(SET TASK): Copy the part of the data that opens with the line containing "point: motion blur" and runs through the end of the data, substituting "trail" for "streak" and leaving everything else unchanged.

[Named-object pointing data]
+-------+

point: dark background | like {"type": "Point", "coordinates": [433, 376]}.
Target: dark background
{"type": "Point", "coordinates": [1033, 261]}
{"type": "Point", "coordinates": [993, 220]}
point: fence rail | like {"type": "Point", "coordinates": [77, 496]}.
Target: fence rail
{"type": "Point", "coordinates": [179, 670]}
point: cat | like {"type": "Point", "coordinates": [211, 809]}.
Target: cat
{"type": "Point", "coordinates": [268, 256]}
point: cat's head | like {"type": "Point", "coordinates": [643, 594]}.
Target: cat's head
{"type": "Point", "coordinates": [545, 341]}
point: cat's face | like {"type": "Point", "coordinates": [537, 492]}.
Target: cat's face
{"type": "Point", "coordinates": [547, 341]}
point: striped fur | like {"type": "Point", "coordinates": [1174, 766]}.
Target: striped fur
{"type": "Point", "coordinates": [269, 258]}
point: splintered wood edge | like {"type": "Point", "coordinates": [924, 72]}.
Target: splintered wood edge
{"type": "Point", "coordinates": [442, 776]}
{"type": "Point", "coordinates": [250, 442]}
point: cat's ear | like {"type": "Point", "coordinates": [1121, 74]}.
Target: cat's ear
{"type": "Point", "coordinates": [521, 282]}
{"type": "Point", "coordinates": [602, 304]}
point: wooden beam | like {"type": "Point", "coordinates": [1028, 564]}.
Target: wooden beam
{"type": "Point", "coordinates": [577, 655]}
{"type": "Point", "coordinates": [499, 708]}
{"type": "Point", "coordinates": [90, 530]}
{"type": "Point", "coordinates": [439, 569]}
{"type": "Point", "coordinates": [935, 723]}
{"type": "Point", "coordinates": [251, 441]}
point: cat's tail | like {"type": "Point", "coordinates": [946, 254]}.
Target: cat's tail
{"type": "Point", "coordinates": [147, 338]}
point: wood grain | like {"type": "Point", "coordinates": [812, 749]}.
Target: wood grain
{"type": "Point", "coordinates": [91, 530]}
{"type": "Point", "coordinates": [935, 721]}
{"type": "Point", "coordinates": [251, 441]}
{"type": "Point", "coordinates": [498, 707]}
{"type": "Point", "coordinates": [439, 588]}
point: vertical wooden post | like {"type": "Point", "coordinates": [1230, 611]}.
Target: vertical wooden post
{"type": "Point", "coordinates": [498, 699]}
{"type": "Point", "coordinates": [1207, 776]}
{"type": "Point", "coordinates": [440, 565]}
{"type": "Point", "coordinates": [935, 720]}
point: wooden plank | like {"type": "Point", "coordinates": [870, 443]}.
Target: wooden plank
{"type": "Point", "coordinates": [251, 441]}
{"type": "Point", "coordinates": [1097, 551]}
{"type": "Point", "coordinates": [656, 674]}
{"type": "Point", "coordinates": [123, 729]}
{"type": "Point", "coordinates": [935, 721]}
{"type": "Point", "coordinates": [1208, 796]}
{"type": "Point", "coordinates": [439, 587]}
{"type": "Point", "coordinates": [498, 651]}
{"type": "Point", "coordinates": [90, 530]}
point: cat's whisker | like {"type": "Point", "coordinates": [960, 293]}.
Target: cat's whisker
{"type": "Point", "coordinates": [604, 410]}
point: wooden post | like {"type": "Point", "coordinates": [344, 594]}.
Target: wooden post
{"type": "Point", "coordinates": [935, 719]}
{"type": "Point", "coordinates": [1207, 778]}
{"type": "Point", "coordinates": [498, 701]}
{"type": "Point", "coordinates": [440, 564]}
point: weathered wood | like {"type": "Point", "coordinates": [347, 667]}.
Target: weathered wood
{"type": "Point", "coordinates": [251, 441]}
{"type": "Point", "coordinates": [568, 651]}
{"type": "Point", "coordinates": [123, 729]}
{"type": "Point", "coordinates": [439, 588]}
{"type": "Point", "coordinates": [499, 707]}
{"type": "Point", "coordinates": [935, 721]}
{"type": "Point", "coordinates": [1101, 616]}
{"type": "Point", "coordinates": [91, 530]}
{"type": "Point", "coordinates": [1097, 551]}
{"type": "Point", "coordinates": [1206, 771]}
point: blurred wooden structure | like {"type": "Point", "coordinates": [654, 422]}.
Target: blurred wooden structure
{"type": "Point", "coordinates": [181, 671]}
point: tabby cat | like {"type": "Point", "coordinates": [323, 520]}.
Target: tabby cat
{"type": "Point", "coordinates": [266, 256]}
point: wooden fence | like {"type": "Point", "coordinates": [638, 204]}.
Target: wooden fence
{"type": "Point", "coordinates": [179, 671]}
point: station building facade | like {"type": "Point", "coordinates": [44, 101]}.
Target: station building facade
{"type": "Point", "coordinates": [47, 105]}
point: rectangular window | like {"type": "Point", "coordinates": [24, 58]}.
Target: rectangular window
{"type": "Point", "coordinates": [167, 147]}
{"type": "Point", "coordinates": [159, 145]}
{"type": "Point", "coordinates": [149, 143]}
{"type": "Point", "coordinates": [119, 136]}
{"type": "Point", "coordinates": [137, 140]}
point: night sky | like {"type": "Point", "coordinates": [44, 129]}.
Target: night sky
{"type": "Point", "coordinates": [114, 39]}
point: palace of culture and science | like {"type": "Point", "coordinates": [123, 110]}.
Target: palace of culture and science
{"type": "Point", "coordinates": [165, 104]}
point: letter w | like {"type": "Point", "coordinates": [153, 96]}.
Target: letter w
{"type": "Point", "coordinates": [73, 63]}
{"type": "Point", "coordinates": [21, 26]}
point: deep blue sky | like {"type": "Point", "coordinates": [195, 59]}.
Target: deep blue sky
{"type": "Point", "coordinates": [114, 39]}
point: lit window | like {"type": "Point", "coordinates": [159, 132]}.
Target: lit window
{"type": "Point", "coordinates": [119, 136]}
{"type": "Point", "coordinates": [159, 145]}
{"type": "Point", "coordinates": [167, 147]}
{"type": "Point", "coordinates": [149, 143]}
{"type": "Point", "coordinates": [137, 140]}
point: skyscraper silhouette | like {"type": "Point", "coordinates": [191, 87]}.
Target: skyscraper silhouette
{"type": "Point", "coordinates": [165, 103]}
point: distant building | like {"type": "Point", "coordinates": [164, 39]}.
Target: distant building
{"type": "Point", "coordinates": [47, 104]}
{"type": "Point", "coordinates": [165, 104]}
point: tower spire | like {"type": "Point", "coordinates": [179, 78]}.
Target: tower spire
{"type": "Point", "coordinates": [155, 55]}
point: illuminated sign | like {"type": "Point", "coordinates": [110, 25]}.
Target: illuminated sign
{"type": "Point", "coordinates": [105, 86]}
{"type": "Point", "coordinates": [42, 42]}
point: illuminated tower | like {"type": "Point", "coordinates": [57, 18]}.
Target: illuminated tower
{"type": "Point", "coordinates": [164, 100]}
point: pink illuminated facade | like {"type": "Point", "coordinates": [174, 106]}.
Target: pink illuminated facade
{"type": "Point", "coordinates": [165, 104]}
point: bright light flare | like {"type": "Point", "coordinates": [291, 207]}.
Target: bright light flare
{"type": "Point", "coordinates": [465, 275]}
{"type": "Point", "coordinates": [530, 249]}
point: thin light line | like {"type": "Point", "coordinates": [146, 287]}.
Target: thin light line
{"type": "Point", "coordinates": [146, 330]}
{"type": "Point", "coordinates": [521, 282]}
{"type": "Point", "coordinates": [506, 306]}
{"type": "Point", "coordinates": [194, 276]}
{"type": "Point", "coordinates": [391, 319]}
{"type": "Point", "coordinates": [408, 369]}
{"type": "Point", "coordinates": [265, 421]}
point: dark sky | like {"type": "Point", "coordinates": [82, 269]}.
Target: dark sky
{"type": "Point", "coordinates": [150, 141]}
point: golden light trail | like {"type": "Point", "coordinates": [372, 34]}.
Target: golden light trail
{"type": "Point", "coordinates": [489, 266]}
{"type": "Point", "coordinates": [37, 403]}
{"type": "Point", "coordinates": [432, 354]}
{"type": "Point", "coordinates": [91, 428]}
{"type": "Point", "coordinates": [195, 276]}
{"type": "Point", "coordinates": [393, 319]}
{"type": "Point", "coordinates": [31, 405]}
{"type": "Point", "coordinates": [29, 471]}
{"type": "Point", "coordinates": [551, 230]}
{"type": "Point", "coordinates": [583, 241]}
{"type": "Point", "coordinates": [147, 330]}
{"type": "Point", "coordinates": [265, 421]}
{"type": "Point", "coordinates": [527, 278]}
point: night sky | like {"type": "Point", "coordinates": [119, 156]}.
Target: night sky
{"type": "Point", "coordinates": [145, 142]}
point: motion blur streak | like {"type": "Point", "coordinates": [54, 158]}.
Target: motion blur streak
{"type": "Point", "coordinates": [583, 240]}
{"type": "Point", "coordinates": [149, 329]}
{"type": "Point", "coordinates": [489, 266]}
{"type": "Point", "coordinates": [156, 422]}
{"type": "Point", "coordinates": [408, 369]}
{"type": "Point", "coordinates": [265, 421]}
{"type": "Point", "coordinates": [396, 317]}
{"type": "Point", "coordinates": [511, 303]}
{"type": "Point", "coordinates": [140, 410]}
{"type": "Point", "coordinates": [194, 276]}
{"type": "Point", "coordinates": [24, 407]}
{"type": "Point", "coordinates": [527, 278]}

+-------+

(THE RESULT):
point: motion blur trail | like {"type": "Point", "coordinates": [54, 158]}.
Target: motion blur trail
{"type": "Point", "coordinates": [583, 240]}
{"type": "Point", "coordinates": [149, 329]}
{"type": "Point", "coordinates": [489, 266]}
{"type": "Point", "coordinates": [156, 422]}
{"type": "Point", "coordinates": [408, 369]}
{"type": "Point", "coordinates": [265, 421]}
{"type": "Point", "coordinates": [396, 317]}
{"type": "Point", "coordinates": [511, 303]}
{"type": "Point", "coordinates": [140, 410]}
{"type": "Point", "coordinates": [194, 276]}
{"type": "Point", "coordinates": [24, 407]}
{"type": "Point", "coordinates": [527, 278]}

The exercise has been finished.